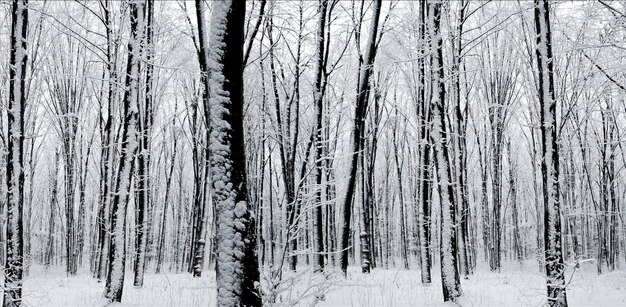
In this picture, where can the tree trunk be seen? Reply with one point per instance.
(143, 159)
(555, 267)
(449, 270)
(129, 146)
(237, 272)
(365, 71)
(318, 97)
(14, 264)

--------------------

### [WHAT IS NEEDED]
Write out every row above again, including its request, with each point coordinate in the answers increased by 67. Omit the pictures.

### [WRITTEN REPLY]
In this picture, where can the tree trunk be seen? Reply with one point per instance.
(210, 226)
(622, 334)
(516, 337)
(196, 213)
(304, 339)
(432, 138)
(385, 164)
(81, 331)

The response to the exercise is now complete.